What is needed>
The response must restate all of the data word for word.

Region pointing data>
···

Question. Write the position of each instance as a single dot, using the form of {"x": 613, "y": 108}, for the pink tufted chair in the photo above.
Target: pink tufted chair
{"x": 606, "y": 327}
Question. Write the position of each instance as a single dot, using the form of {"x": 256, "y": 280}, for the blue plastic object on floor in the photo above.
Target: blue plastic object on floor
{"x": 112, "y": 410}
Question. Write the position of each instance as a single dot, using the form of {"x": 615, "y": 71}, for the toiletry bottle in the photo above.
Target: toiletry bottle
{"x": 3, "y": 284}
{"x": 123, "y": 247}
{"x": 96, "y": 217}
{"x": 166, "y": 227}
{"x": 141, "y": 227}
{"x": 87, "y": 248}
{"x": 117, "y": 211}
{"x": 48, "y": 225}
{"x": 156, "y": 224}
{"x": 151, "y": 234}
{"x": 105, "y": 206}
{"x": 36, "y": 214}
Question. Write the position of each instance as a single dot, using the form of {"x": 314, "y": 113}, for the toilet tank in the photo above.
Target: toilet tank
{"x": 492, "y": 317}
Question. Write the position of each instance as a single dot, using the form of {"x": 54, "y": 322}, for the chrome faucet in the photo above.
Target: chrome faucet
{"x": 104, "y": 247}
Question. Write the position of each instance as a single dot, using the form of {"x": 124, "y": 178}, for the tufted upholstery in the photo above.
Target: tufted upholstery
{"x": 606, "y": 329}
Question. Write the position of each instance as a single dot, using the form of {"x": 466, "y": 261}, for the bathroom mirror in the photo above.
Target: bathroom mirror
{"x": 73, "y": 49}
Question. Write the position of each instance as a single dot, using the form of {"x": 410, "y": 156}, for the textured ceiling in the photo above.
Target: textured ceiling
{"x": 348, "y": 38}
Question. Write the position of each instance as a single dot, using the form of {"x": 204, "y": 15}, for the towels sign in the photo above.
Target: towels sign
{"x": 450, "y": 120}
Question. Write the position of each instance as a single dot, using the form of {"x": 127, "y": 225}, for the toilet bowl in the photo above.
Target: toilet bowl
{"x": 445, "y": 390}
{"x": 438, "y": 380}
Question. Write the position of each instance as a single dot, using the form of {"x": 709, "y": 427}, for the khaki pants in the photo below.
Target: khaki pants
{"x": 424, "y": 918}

···

Problem solution>
Question. Write the position of each instance as a single dot, using the form of {"x": 613, "y": 108}, for the pink tufted chair in the photo above.
Target: pink tufted chair
{"x": 606, "y": 327}
Question. Write the position of each instance as a single dot, using the form of {"x": 256, "y": 280}, for the blue plastic object on floor in the photo above.
Target: blue plastic object on floor
{"x": 112, "y": 410}
Question. Write the position of each instance as a single dot, using the form of {"x": 615, "y": 71}, for the toiletry bottle in the photo above.
Target: toiletry bottle
{"x": 3, "y": 284}
{"x": 123, "y": 247}
{"x": 96, "y": 217}
{"x": 166, "y": 227}
{"x": 141, "y": 227}
{"x": 87, "y": 248}
{"x": 117, "y": 211}
{"x": 48, "y": 225}
{"x": 156, "y": 224}
{"x": 151, "y": 234}
{"x": 105, "y": 206}
{"x": 36, "y": 214}
Question. Write the position of each instance as a single dot, using the form of {"x": 314, "y": 113}, for the toilet tank in the photo above.
Target: toilet tank
{"x": 492, "y": 317}
Question. Write the position of each instance as a single dot, using the form of {"x": 54, "y": 322}, for the chrome faucet in the photo above.
Target: chrome faucet
{"x": 104, "y": 247}
Question. Write the position of each instance as a single dot, using the form of {"x": 124, "y": 178}, for the tufted upholstery in the photo above.
Target: tufted upholstery
{"x": 606, "y": 329}
Question. Write the position of each instance as a single dot, using the form of {"x": 466, "y": 261}, for the bathroom mirror in the photo above.
Target: bathroom mirror
{"x": 73, "y": 49}
Question. Write the position of each instance as a single dot, using the form of {"x": 410, "y": 156}, for the textured ceiling in the photo above.
Target: textured ceiling
{"x": 348, "y": 38}
Question. Write the position of each instance as a single dot, using the form of {"x": 204, "y": 15}, for the towels sign in the photo above.
Target: towels sign
{"x": 450, "y": 120}
Question. Write the position of each instance as a single dot, using the form of {"x": 127, "y": 225}, for the toilet bowl in the photo above.
Target: toilet bowl
{"x": 445, "y": 390}
{"x": 438, "y": 380}
Question. Write the position of each instance as a single dot, using the form of {"x": 709, "y": 427}, for the khaki pants in the photo below.
Target: khaki pants
{"x": 424, "y": 918}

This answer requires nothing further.